→ **Task details**
Could you rewrite the records from the line containing "Q: Bound the foliage with a box." through the end, inclusive, swapping "Bound" for "Enclose" and keeping everything else the same? Leave out the picture lines.

(Excerpts of bounding box records)
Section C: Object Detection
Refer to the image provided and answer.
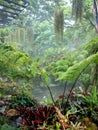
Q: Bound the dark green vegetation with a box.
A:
[0,0,98,130]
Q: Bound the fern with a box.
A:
[57,53,98,81]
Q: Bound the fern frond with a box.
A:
[57,53,98,81]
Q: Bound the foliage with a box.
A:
[0,124,17,130]
[58,53,98,81]
[0,43,31,79]
[18,106,57,129]
[10,93,37,108]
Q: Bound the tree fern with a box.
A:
[57,53,98,81]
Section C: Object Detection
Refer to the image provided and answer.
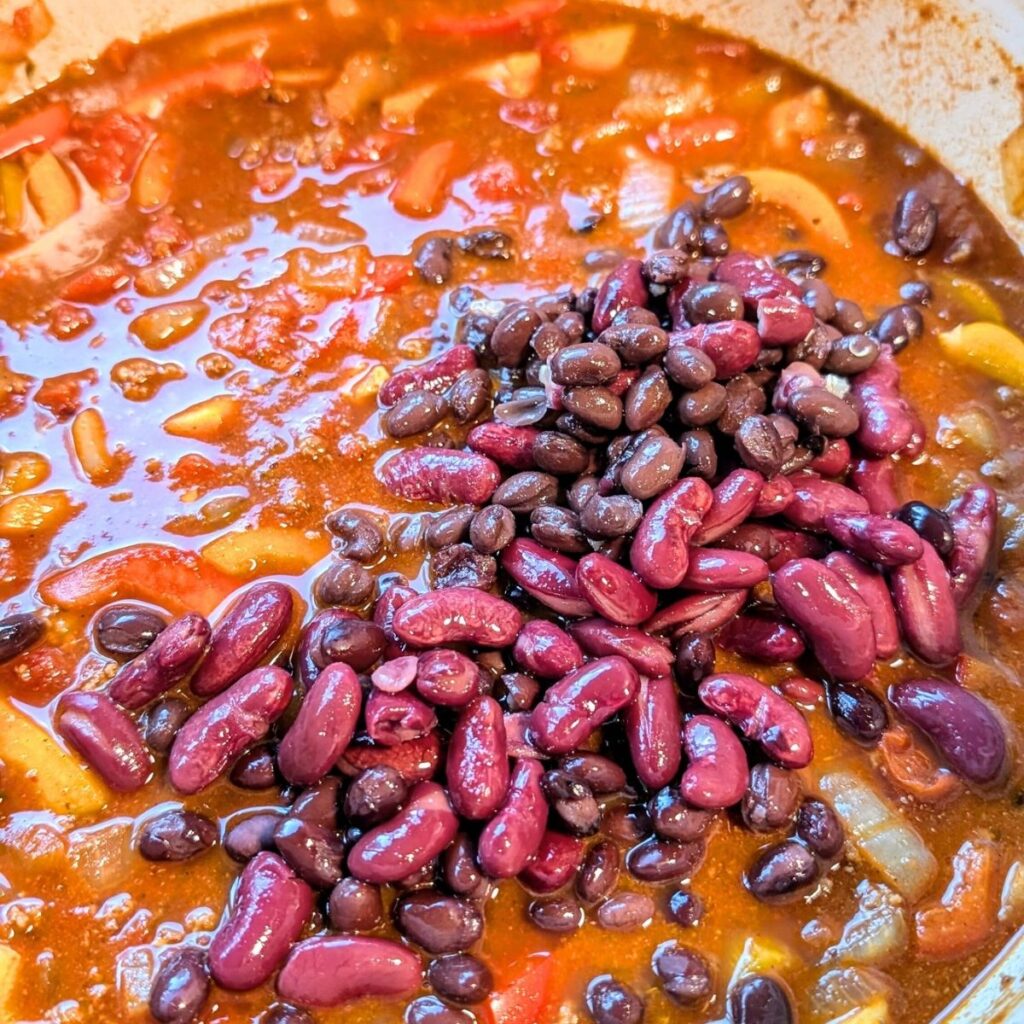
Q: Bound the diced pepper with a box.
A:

→ **Response below**
Q: Enclose the foliage with a box.
A:
[0,124,17,130]
[58,53,98,81]
[0,43,31,79]
[18,106,57,129]
[10,93,37,108]
Q: Enclose the tree fern with a box.
A:
[57,53,98,81]
Section C: Object Detection
Refer to the image provided and answer.
Q: Enclose the diced pepper with a box.
A:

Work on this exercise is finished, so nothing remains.